== SOURCE PASSAGE ==
* * * * * * * * *
I have some question marks regarding your presentation in Dallas:

    "10 Gb/s PMD using PAM-5 modulation"
    by Oscar Agazzi
    Broadcom

a) 5 GHz equalizer

You use in your simulations a Decision Feedback Equalizer (DFE) at 5 GHz. You 
mention, to support your proposal, that DFEs are also used in Fast Ethernet 
and 1000BASE-T. However, the latter DFEs run at 125 MHz (8 nsec baud period). 
The DFE that you are proposing must run 40 times faster (200 psec baud 
period).

A DFE has a feedback loop (slide # 15 in your presentation) that consists of 
at least one adder, a 5-level slicer and the internal delay of one flip-flop. 
The serial operations in this feedback loop (addition + slicer + internal 
delay of the flip-flop) have to be completed within one baud period, in this 
case 200 psec.

There was a very heated debate within the 1000BASE-T Task Force two years ago 
whether the DFE could be implemented at 125 MHz. I remember that during these 
debates you and Broadcom vehemently sustained that it would be extremely 
difficult to implement the feedback loop in 8 nsec. Now you propose to 
implement it in 200 psec.

I have doubts whether this DFE could be moved from the world of simulations 
into a real implemented system. And in CMOS, as slide # 2 of your 
presentation seems to suggest. Even using parallel processing.

    For comparison, the architecture I proposed, PAM-5 4-WDM at
    1.25 Gbaud, using the 1000BASE-T PCS, (see my presentations
    in Kauai and Dallas) has two options:

        1) Viterbi decoding, with 6 db coding gain
        2) symbol-by-symbol decoding, with 3 db coding gain

    There is already a significant amount of previous work
    on fast parallel processing of Viterbi decoders that can
    be found in the open literature. See, for example, Ref. 5
    in my presentation in Kauai:

        H. David, G. Fettweis and H. Meyr
        "A CMOS IC for Gb/s Viterbi decoding: System design
        and VLSI implementation"
        IEEE Trans on VLSI Systems, vol 4, pp 17-31, March 96

    Specifically, following the detailed guidelines of this Ref,
    the complete Viterbi decoder can be implemented using a
    312.5 MHz clock (3.2 nsec clock period). This is also a very
    handy clock, since we need it anyway in the parallel interface.
    These 3.2 nsec are enough to implement the path metrics
    update, which is the bottleneck in fast Viterbi decoders.

    However, I also suggested to you that we could propose
    in the 10 GbE Task Force to use the 3-dB coding option
    of this PCS, if you prefer. The 3-dB coding option does not
    use Viterbi decoding.
* * * * * * * * *
== DATASET EXCERPT ==
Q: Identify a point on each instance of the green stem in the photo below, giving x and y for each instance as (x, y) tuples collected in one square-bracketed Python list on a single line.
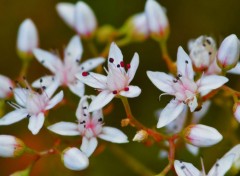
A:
* * * * * * * * *
In the source passage about the Dallas presentation, translate this sentence into Spanish: "There is already a significant amount of previous work on fast parallel processing of Viterbi decoders that can be found in the open literature."

Ya existe una cantidad significativa de trabajo previo sobre el procesamiento paralelo rápido de decodificadores de Viterbi que puede encontrarse en la literatura abierta.